* _EXTRACTED ENTRIES_:
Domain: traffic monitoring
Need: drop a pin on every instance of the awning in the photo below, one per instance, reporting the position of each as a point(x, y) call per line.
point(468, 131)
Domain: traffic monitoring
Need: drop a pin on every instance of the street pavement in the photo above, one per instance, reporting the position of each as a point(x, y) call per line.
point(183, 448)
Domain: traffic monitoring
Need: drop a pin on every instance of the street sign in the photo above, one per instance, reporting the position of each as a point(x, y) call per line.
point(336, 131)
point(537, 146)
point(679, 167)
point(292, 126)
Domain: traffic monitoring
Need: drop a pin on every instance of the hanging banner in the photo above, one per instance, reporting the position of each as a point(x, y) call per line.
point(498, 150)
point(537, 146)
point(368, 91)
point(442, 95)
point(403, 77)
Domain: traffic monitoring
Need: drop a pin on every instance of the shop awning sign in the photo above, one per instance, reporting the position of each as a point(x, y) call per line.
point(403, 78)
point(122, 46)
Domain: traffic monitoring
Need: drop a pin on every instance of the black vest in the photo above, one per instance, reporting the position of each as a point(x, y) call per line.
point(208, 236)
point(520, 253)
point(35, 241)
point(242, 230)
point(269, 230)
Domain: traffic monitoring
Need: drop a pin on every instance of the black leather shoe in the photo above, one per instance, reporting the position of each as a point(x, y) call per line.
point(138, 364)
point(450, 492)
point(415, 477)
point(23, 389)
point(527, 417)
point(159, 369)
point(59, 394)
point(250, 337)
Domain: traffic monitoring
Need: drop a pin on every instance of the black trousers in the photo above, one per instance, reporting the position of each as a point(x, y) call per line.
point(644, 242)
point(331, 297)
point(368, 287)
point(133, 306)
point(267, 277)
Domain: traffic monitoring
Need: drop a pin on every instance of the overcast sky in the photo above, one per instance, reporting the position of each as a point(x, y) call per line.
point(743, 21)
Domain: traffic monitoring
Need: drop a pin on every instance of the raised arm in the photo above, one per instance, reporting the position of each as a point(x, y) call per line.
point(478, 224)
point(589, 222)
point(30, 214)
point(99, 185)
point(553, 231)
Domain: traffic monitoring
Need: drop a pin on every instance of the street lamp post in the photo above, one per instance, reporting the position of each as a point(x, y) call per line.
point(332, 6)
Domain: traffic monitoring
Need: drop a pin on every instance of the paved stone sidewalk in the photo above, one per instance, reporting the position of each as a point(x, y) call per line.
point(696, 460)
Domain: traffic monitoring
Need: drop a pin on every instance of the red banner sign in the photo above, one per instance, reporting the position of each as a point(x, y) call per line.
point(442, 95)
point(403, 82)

* _YOUR INSTRUCTIONS_: Set down all of the data above, word for word.

* _RESPONSE TO THE TASK_:
Domain: traffic monitoring
Need: drop a pin on every instance of the awning in the photo below, one per instance, reporting the position of each as a point(x, y) call per line.
point(468, 131)
Domain: traffic monitoring
Need: drop a pin on every instance of the street pavement in the photo above, one per instance, reporting the position of each as a point(x, y) call per line.
point(183, 448)
Domain: traffic monitoring
Need: drop a pin on every instance of the street sign in the photo above, one per instance, reporting the position of each as a point(x, y) call per line.
point(336, 131)
point(537, 146)
point(679, 167)
point(292, 126)
Domain: traffic monitoring
Need: drop a pin on every instance of the hanging banner in the photo above, one per instance, reporting the position of each as a point(x, y) call per line.
point(498, 150)
point(537, 146)
point(368, 91)
point(442, 95)
point(403, 77)
Domain: traffic monitoring
Need: drop a pin on every instance of the shop awning sign in the photo above, one per instance, reporting the position of each as a point(x, y) call per line.
point(403, 78)
point(122, 46)
Domain: traffic monitoring
Need: drop a pin on every instance of the black vest in the photo above, one per instance, reporting the position of each as a point(x, y) call per line.
point(208, 236)
point(520, 253)
point(35, 241)
point(242, 230)
point(269, 230)
Domain: traffic monitoring
Need: drop a pin on every instance of the black leather shoe in the photo above, one per instance, reporting the position of each as a point(x, y) call per line.
point(138, 364)
point(450, 492)
point(415, 477)
point(23, 389)
point(527, 417)
point(159, 369)
point(59, 394)
point(250, 337)
Domain: traffic monitoring
Need: drop a pin on every instance of the black trousers in the photo above, one per instance, reporting the position of each as a point(x, y) call per line.
point(644, 242)
point(331, 297)
point(368, 287)
point(133, 306)
point(267, 277)
Domain: traffic monitoring
Need: drop a pin on every instance of the overcast sky in the photo above, one per instance, reporting the position of each as a point(x, y) call per line.
point(743, 21)
Domain: traffic monitoring
Need: drop a pin on every instance of the raised arm in the photo above, one per instance, reporting the position of each as a point(x, y) call per line.
point(478, 224)
point(589, 222)
point(30, 214)
point(99, 185)
point(553, 231)
Domain: traffic monitoring
Need: drop a pin on every instance of the street lamp post in the photo above, one per instance, reporting the position of each as a point(x, y) call per line.
point(332, 6)
Domain: traffic monitoring
Need: drop a pin on every instance of the paved stone sidewalk in the photo above, one per instance, reporting the position of each as a point(x, y) call per line.
point(696, 460)
Domain: traffic monitoring
Need: drop a pin on every instance of the red banner sign in the photo above, one per instance, reporting the position of each as a point(x, y) call per line.
point(442, 95)
point(403, 82)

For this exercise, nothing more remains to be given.